Hukuk Bölümü 2007/326 E., 2008/126 K.

"İçtihat Metni"

Tarım ve Köyişleri Bakanlığı Antalya İl Müdürlüğü'nün 1.8.2005 gün ve Cilt:1, Sayfa No:1 sayılı idari para cezası kararı ile, teknik mevzuata aykırı ve güvenli olmayan ürün satmaktan dolayı 4703 sayılı Ürünlere İlişkin Teknik Mevzuatın Hazırlanması ve Uygulanmasına Dair Kanun'un 12. maddesinin (b) bendine göre davacı adına 22.720 YTL para cezası verilmiştir.

Davacı vekili, bu kararın, Antalya Valiliği Tarım İl Müdürlüğü'nün 3.8.2005 gün ve 8317 sayılı işlemi ile tebliği üzerine para cezasının kaldırılması istemiyle idari yargı yerinde dava açmıştır.

§ **Görevleriniz**:
1: Belge alıntısında "Tarım ve Köyişleri" ifadesinden "yerinde dava açmıştır." ifadesine kadar uzanan kısmı harfi harfine yeniden yazın.
2: Belge alıntısındaki şu cümleyi İngilizceye çevirin: "Davacı vekili, bu kararın, Antalya Valiliği Tarım İl Müdürlüğü'nün 3.8.2005 gün ve 8317 sayılı işlemi ile tebliği üzerine para cezasının kaldırılması istemiyle idari yargı yerinde dava açmıştır."

§ **Verilen materyal**:
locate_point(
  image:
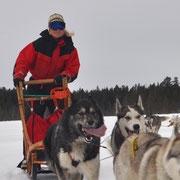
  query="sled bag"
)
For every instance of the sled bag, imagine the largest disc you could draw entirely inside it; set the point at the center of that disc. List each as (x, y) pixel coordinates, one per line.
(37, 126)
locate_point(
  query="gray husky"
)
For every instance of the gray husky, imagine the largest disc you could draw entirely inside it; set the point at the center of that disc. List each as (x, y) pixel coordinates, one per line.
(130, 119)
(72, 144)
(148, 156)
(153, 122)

...

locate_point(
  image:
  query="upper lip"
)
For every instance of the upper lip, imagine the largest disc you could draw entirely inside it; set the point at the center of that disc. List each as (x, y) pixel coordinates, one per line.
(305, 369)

§ **Cevap listesi**:
1:
Tarım ve Köyişleri Bakanlığı Antalya İl Müdürlüğü'nün 1.8.2005 gün ve Cilt:1, Sayfa No:1 sayılı idari para cezası kararı ile, teknik mevzuata aykırı ve güvenli olmayan ürün satmaktan dolayı 4703 sayılı Ürünlere İlişkin Teknik Mevzuatın Hazırlanması ve Uygulanmasına Dair Kanun'un 12. maddesinin (b) bendine göre davacı adına 22.720 YTL para cezası verilmiştir.

Davacı vekili, bu kararın, Antalya Valiliği Tarım İl Müdürlüğü'nün 3.8.2005 gün ve 8317 sayılı işlemi ile tebliği üzerine para cezasının kaldırılması istemiyle idari yargı yerinde dava açmıştır.

2: Upon notification of this decision through the action of the Antalya Governorship Provincial Directorate of Agriculture dated August 3, 2005, and numbered 8317, the plaintiff's attorney filed suit in the administrative court seeking the cancellation of the fine.